REQUIRED WORK: Find the line that contains "Rules. Find each instance of the clear". Output it and every line after it to the end of the records, exactly as they appear.
==============================
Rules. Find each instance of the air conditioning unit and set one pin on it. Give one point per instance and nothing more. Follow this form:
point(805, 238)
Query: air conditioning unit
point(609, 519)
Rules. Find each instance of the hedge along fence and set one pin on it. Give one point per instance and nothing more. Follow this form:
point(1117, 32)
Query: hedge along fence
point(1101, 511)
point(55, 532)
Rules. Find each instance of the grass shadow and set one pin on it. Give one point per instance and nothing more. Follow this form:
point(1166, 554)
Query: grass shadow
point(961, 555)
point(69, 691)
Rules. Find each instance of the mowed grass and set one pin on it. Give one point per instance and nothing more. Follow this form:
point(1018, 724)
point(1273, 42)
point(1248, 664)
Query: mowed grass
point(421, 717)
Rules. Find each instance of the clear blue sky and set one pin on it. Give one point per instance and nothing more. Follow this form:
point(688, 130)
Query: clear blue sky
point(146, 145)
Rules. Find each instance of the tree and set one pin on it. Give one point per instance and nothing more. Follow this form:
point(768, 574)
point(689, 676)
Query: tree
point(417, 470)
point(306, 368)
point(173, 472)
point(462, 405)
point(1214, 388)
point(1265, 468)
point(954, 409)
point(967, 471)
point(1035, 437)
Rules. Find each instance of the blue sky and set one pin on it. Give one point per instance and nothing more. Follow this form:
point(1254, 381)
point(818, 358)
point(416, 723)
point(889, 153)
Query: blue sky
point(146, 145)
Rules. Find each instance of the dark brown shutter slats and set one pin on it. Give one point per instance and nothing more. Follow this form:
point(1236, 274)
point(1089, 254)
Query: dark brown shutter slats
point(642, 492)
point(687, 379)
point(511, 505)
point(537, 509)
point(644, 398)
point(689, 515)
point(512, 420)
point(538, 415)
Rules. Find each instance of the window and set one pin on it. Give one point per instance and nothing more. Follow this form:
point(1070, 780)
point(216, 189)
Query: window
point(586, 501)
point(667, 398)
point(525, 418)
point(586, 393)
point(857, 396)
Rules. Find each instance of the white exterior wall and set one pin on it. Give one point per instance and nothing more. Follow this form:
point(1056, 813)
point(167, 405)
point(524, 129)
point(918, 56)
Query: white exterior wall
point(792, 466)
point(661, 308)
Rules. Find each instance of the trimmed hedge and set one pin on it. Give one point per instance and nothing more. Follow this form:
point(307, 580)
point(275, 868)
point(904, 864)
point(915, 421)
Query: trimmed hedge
==============================
PROBLEM SOLUTION:
Rules. Find each instance of the clear blue sky and set one pin on it. Give one point per instance and nothing more. Follow this form:
point(688, 130)
Query: clear blue sky
point(146, 145)
Rules. Find each instance of the tree and set one pin on it. Give one point per instance and nothing more. Follow this form:
point(768, 574)
point(689, 676)
Query: tree
point(417, 470)
point(306, 368)
point(173, 472)
point(462, 405)
point(1214, 388)
point(1265, 468)
point(954, 409)
point(967, 471)
point(1035, 437)
Rules. Find each instance of the blue sky and set one pin on it. Give one point per instance and nothing more. Follow this form:
point(1254, 381)
point(818, 358)
point(416, 723)
point(889, 153)
Query: blue sky
point(146, 145)
Rules. Find each instance of the dark brown shutter slats and set one pin on it. Give one point per instance and nothing more. Follow this form:
point(1236, 274)
point(1089, 254)
Query: dark brown shutter slats
point(642, 492)
point(687, 379)
point(511, 505)
point(537, 509)
point(644, 398)
point(689, 515)
point(512, 420)
point(538, 415)
Rules. Find each instance of the window and set one pin on it. Give one point per instance and nothing more. Follow this form:
point(1070, 780)
point(216, 189)
Query: window
point(586, 501)
point(667, 398)
point(525, 418)
point(586, 393)
point(857, 396)
Rules. Find each instance of the white exterior wall and set one pin on it. Give one point per instance and nothing more. Follow this form:
point(1056, 813)
point(167, 405)
point(524, 129)
point(918, 56)
Query: white exterior wall
point(792, 466)
point(661, 308)
Rules. Find each instance of the trimmed hedge and set one pin on it. Give one point per instance and nothing more. Follow this form:
point(307, 580)
point(275, 868)
point(904, 864)
point(915, 421)
Query: trimmed hedge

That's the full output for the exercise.